▶ **Job**
Locate every one of the following lines that contains the string "Below", treating uppercase and lowercase as distinct, and copy each such line in full.

***

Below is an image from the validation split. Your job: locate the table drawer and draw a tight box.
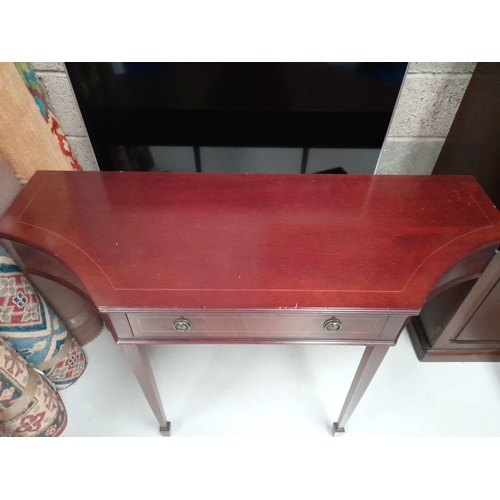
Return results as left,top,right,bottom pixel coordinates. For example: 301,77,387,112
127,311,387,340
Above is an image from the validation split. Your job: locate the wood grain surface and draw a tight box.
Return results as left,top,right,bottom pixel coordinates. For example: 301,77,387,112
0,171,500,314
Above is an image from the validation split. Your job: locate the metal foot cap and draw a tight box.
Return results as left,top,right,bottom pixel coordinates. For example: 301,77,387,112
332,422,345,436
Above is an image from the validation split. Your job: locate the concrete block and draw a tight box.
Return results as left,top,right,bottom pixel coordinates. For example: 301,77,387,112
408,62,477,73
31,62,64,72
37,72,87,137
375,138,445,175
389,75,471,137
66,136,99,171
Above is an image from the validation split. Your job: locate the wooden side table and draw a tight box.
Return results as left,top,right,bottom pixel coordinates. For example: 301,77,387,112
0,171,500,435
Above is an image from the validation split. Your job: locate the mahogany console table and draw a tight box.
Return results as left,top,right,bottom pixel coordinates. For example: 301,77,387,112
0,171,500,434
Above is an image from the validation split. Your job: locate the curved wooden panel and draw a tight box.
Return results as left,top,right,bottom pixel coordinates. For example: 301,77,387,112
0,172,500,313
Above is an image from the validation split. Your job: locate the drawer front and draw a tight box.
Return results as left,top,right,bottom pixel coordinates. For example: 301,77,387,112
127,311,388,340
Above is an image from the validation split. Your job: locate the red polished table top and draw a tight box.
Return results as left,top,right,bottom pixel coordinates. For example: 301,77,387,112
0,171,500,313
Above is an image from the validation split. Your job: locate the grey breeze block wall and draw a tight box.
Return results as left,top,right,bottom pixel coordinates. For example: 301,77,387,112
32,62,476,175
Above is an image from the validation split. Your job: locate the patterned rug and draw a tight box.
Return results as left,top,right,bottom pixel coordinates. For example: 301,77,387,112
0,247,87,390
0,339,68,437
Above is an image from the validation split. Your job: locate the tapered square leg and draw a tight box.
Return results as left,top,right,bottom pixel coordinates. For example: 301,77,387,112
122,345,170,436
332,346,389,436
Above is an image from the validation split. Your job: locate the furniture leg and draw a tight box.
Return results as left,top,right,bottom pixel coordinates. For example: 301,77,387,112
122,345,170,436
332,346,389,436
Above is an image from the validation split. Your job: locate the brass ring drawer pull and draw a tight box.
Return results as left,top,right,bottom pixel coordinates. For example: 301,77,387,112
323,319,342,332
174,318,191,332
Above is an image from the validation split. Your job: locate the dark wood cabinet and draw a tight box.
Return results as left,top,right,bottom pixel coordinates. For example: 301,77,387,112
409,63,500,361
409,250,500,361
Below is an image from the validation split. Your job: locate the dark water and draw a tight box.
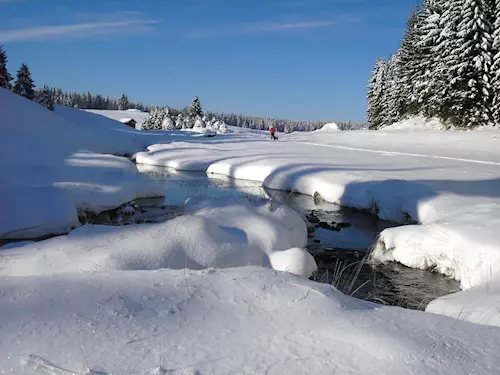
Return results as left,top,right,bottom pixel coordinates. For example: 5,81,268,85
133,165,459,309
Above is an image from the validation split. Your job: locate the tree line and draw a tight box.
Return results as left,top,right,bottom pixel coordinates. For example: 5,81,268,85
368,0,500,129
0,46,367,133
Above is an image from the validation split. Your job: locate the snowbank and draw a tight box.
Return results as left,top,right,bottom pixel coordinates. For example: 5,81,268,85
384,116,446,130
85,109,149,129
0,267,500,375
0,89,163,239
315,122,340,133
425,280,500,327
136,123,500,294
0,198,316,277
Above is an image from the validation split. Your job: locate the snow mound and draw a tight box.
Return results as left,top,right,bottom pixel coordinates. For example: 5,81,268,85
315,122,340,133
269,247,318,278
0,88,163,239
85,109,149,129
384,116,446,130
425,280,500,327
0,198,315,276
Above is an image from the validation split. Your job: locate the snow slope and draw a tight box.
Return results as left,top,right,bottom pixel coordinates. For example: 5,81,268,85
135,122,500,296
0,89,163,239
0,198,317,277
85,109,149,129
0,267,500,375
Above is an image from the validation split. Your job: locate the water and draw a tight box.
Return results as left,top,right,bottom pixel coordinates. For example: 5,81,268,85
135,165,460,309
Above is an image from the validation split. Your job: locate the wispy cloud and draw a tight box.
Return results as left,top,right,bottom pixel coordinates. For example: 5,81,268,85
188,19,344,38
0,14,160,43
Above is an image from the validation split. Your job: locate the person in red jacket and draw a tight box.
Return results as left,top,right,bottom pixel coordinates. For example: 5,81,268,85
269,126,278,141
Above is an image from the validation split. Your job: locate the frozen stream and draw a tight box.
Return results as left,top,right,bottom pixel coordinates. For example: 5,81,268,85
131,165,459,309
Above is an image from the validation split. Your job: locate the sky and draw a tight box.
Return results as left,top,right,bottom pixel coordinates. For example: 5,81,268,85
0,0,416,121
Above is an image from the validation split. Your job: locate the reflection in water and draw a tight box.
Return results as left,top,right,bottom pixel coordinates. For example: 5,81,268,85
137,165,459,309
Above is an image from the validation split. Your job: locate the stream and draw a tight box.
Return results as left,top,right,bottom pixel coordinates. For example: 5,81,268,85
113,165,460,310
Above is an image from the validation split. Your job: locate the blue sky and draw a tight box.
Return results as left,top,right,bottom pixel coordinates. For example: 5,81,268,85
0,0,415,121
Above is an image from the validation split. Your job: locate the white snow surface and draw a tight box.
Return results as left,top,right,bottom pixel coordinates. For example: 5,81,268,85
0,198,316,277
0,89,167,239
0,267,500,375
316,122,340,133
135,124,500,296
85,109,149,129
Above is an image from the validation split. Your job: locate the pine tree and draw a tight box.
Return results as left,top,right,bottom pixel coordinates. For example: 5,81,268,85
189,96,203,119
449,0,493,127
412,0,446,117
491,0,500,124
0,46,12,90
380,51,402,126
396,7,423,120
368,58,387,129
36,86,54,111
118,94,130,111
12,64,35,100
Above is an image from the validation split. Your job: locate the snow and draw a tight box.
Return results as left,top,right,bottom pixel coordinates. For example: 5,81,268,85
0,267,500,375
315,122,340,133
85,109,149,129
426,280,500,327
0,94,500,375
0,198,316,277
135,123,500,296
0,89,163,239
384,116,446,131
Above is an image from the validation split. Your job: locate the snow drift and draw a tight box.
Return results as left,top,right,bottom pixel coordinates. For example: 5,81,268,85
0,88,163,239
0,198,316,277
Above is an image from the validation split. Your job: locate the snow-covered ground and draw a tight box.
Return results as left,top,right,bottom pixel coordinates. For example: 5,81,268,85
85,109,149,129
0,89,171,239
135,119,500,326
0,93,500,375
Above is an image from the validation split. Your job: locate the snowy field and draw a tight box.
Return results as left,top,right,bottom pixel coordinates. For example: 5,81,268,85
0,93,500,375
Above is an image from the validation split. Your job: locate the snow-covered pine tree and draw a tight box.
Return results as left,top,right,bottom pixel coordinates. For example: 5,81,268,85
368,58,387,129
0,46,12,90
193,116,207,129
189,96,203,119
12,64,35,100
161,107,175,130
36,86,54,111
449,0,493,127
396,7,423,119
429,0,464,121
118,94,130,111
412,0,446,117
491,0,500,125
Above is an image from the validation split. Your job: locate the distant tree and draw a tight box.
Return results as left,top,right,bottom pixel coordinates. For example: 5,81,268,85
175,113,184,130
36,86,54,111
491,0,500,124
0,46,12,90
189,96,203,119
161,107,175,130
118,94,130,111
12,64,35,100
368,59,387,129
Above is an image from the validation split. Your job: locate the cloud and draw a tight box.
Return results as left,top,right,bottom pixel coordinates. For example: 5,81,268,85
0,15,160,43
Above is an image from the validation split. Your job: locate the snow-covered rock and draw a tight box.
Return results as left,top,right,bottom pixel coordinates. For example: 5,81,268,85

***

▶ **Written response**
Below is an image from the validation split. Your job: locate the table drawer and draw a tight box.
Below is an image from the validation split. Your job: locate the dark water and draw a tight box.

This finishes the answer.